*Saved entries*.
● ● ● ● ●
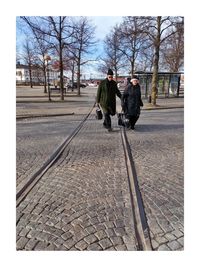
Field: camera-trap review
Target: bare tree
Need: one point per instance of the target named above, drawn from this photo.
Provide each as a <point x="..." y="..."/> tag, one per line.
<point x="172" y="51"/>
<point x="58" y="31"/>
<point x="133" y="40"/>
<point x="113" y="55"/>
<point x="29" y="58"/>
<point x="159" y="29"/>
<point x="82" y="44"/>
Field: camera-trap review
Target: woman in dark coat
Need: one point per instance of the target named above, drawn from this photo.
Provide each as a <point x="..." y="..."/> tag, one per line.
<point x="131" y="102"/>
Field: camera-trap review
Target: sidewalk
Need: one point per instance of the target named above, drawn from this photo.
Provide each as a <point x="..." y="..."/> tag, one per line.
<point x="32" y="102"/>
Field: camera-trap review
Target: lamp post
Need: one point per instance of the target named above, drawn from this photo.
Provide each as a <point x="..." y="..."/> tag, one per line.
<point x="47" y="58"/>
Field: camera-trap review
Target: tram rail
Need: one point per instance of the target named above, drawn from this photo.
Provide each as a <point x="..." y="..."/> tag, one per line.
<point x="141" y="229"/>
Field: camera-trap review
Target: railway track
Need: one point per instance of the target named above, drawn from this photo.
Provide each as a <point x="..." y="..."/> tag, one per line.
<point x="140" y="222"/>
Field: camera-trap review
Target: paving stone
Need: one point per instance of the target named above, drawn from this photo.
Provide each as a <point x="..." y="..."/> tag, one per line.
<point x="105" y="243"/>
<point x="174" y="245"/>
<point x="21" y="243"/>
<point x="94" y="247"/>
<point x="81" y="245"/>
<point x="116" y="240"/>
<point x="163" y="247"/>
<point x="91" y="239"/>
<point x="121" y="247"/>
<point x="30" y="245"/>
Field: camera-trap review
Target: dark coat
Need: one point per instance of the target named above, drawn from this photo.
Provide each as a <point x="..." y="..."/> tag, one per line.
<point x="131" y="100"/>
<point x="106" y="96"/>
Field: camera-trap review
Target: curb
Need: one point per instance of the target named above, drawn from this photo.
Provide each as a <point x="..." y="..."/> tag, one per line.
<point x="42" y="115"/>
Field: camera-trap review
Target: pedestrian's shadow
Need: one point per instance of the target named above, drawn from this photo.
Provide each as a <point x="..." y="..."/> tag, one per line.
<point x="157" y="127"/>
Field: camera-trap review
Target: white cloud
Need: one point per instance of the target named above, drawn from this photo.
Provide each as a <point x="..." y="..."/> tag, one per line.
<point x="104" y="24"/>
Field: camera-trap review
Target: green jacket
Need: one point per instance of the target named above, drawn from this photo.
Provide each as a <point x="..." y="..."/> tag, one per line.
<point x="106" y="96"/>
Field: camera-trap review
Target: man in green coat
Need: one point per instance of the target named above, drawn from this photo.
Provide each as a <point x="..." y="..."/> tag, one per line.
<point x="106" y="97"/>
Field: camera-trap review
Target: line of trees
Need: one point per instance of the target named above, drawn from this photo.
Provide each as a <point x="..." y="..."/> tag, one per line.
<point x="137" y="44"/>
<point x="69" y="39"/>
<point x="145" y="44"/>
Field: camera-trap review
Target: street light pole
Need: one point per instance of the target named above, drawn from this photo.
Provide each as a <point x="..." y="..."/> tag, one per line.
<point x="47" y="58"/>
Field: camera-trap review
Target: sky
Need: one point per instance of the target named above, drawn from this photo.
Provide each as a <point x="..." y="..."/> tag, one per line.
<point x="103" y="24"/>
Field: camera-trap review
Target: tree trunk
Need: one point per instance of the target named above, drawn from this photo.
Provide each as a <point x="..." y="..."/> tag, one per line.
<point x="155" y="63"/>
<point x="78" y="79"/>
<point x="30" y="76"/>
<point x="61" y="62"/>
<point x="45" y="80"/>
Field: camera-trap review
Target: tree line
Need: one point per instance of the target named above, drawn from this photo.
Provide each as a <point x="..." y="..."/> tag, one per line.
<point x="136" y="44"/>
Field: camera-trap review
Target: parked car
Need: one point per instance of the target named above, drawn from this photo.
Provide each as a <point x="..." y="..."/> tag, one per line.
<point x="70" y="86"/>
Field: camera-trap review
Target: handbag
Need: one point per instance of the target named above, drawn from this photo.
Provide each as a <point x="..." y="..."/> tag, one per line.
<point x="123" y="120"/>
<point x="99" y="114"/>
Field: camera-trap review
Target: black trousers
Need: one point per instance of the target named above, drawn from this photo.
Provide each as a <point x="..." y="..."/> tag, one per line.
<point x="107" y="120"/>
<point x="133" y="120"/>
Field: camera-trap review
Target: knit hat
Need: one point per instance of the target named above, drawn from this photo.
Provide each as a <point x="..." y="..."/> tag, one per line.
<point x="135" y="77"/>
<point x="110" y="72"/>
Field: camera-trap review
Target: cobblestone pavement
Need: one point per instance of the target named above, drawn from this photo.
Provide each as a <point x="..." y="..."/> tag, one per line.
<point x="157" y="148"/>
<point x="37" y="139"/>
<point x="82" y="202"/>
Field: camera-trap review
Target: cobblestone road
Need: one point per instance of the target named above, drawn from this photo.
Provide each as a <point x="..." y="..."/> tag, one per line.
<point x="157" y="148"/>
<point x="37" y="139"/>
<point x="83" y="202"/>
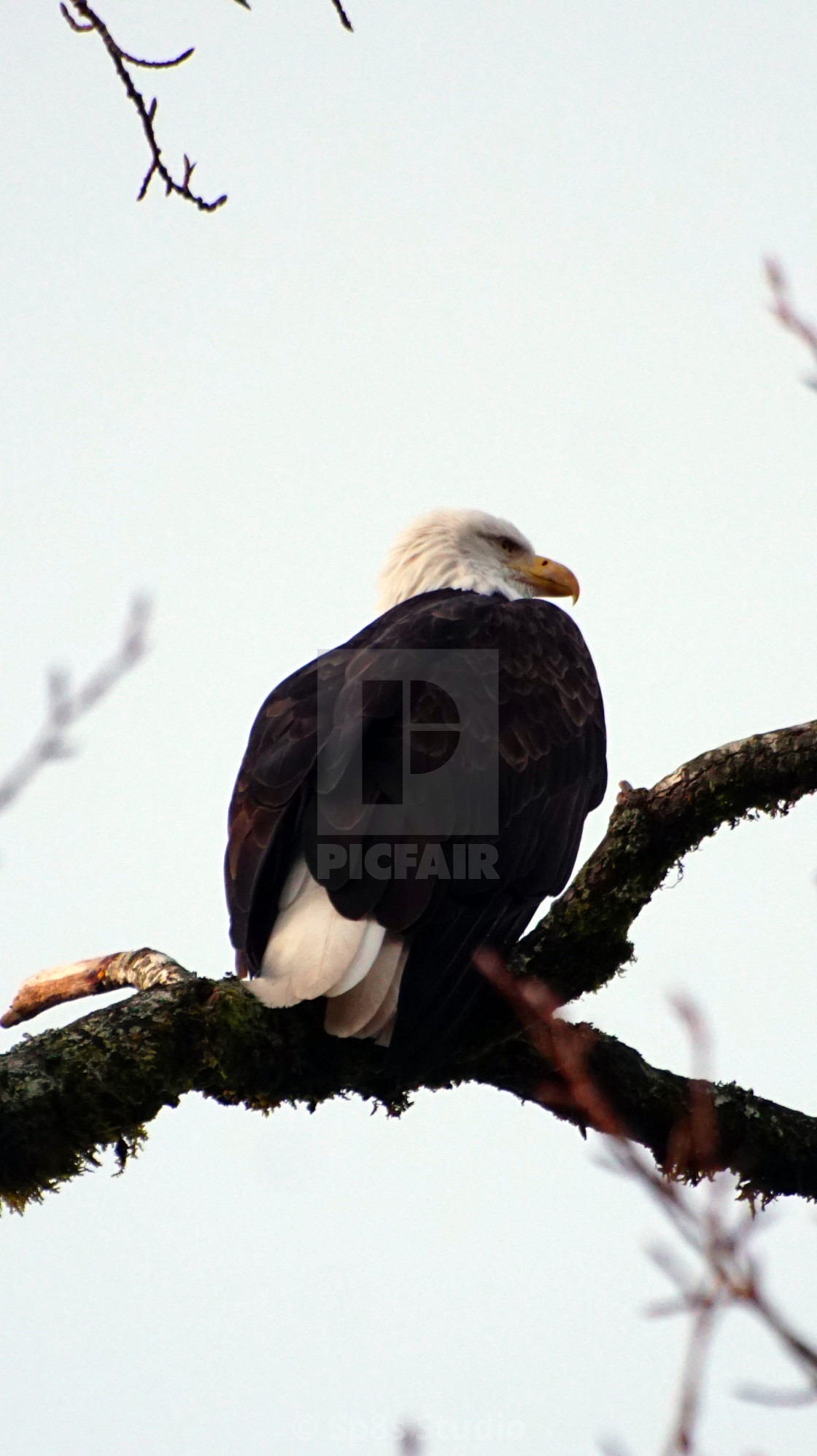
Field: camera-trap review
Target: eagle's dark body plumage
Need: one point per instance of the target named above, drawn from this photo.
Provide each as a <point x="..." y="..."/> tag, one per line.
<point x="551" y="775"/>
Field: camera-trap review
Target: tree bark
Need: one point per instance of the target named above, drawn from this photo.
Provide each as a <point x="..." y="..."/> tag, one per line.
<point x="69" y="1093"/>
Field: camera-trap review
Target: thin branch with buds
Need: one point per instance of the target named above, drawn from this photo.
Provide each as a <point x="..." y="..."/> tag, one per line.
<point x="727" y="1274"/>
<point x="66" y="705"/>
<point x="784" y="309"/>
● ● ● ● ●
*EXERCISE BRIEF*. From the first line to the last, retype the data exactly, but omit every image.

*ANSWER SECTION*.
Field: camera-trap review
Target: bare tree
Need: one point per instance of the target named above, drawn from this photo.
Provide each as a <point x="..." y="..."/> tag, one per line.
<point x="172" y="51"/>
<point x="58" y="31"/>
<point x="133" y="40"/>
<point x="113" y="55"/>
<point x="29" y="58"/>
<point x="159" y="29"/>
<point x="82" y="44"/>
Field: camera-trap review
Target: woman in dark coat
Need: one point per instance of the target named above, drawn from this photo.
Provide each as a <point x="..." y="..."/> tag, one per line.
<point x="131" y="102"/>
Field: camera-trap review
Target: sidewalk
Need: one point per instance of the target named above, drawn from this photo.
Provide each as a <point x="..." y="..."/> tag, one per line.
<point x="32" y="102"/>
Field: camera-trap review
Target: lamp post
Need: one point per instance of the target named above, drawn from this photo.
Provide each as a <point x="..." y="..."/> tag, one per line.
<point x="47" y="58"/>
Field: camera-trap review
Target: tram rail
Need: one point per instance of the target named above, drawn from this photo.
Provide each as a <point x="..." y="..."/> tag, one per line.
<point x="141" y="229"/>
Field: camera-trap review
Target: railway track
Need: one point per instance of the target named above, drawn from this photo.
Provide each as a <point x="..." y="..."/> tag, one per line.
<point x="140" y="222"/>
Field: camera-trap review
Target: paving stone
Need: one point per instance of the target named above, drawn from this photo.
Provide each as a <point x="..." y="..."/> tag, one per line.
<point x="105" y="243"/>
<point x="174" y="245"/>
<point x="21" y="243"/>
<point x="94" y="247"/>
<point x="81" y="245"/>
<point x="116" y="240"/>
<point x="163" y="247"/>
<point x="91" y="239"/>
<point x="121" y="247"/>
<point x="30" y="245"/>
Field: camera-trap review
Target: dark coat
Need: one point per instance of the target named above, drawn from this photo.
Provide each as a <point x="..." y="..."/> tag, one per line.
<point x="131" y="100"/>
<point x="106" y="96"/>
Field: camera-trap review
Target: curb
Need: one point per instance of the target named above, drawn from this photo.
Provide each as a <point x="..." y="..."/> tag, one per line.
<point x="42" y="115"/>
Field: camera-trap review
Target: pedestrian's shadow
Need: one point per instance of the target named above, drawn from this photo.
Provide each as a <point x="..." y="..."/> tag, one per line.
<point x="157" y="127"/>
Field: camera-trap review
Target: white cloud
Need: one point per instance of the target named above, drawn from this photo.
Provide each as a <point x="..." y="..."/> tag, one per line.
<point x="104" y="24"/>
Field: camera-trap review
Target: green jacket
Need: one point per instance of the target named above, drawn from this photo.
Provide each as a <point x="..." y="..."/> tag, one per line.
<point x="106" y="96"/>
Field: camera-trap review
Target: man in green coat
Need: one point per instance of the target named above, drawn from this photo.
Provide each as a <point x="..." y="..."/> tag, one per line.
<point x="106" y="97"/>
Field: camera-trap review
Target: line of trees
Need: one point per instance of the target named above, drawn from this photo.
Provide each as a <point x="..." y="..."/> tag, one per line.
<point x="137" y="44"/>
<point x="69" y="39"/>
<point x="145" y="44"/>
Field: camera-trap review
Target: street light pole
Need: one point per instance of the target named above, drawn from this photo.
Provide each as a <point x="..." y="..."/> tag, one per line.
<point x="47" y="58"/>
Field: camera-trap review
Target: sky
Need: one point per instance of the target named above, drawn from this photo.
Provide each as a <point x="..." y="..."/> tag, one per line.
<point x="103" y="24"/>
Field: camera-trap review
Target: tree trunk
Need: one point per instance of the target named above, drawn from this photo.
Provide each as a <point x="..." y="..."/> tag, one per line.
<point x="155" y="63"/>
<point x="78" y="79"/>
<point x="30" y="76"/>
<point x="61" y="62"/>
<point x="45" y="80"/>
Field: camera-trap review
Target: tree line
Need: one point per instance of the target named above, drawn from this photo.
Provide each as a <point x="..." y="..."/> tag, one per line.
<point x="136" y="44"/>
Field: camera-trap review
Target: parked car
Need: one point per instance of the target named above, drawn from this photo.
Provide each as a <point x="..." y="..."/> tag, one per line.
<point x="70" y="86"/>
Field: camera-trap review
Target: handbag
Need: one point per instance of the target named above, drawn from this photo.
Provide each as a <point x="..." y="..."/> tag, one per line.
<point x="123" y="120"/>
<point x="99" y="114"/>
Field: camera-trap review
Target: black trousers
Need: one point per instance of the target named above, drawn from this photo.
Provide each as a <point x="..." y="..."/> tag, one per line.
<point x="107" y="120"/>
<point x="133" y="120"/>
Field: camera-trap review
Target: knit hat
Need: one point per instance of the target named above, drawn from this photo.
Provide each as a <point x="..." y="..."/> tag, one per line.
<point x="135" y="77"/>
<point x="110" y="72"/>
Field: camera-trap review
Target: cobblestone pavement
Need: one point per instance of the target named above, drawn from this photo.
Provide each as a <point x="..." y="..."/> tag, one per line.
<point x="157" y="148"/>
<point x="37" y="139"/>
<point x="82" y="202"/>
Field: camera-trap review
Target: cobblestone road
Need: one point per instance of the target named above, drawn from this photo.
Provide each as a <point x="..." y="..."/> tag, one per line.
<point x="157" y="148"/>
<point x="37" y="139"/>
<point x="83" y="202"/>
Field: camera-trap review
Target: eagle's dark body plumage
Need: one point per instance of the target named above, drawn from this photo.
Provide each as a <point x="..." y="..."/> tag, one per line.
<point x="551" y="775"/>
Field: camera-trap review
Target: tree bark
Need: one point per instance of the target named above, drawn from this photo.
Provide each as a <point x="..." y="..."/> tag, one per line.
<point x="69" y="1093"/>
Field: camera-trap review
Target: thin branch with buds
Need: one point per instance of the target named above, drawn from this photo.
Provide each as a <point x="..." y="..."/> tag, one per line.
<point x="727" y="1274"/>
<point x="66" y="705"/>
<point x="784" y="309"/>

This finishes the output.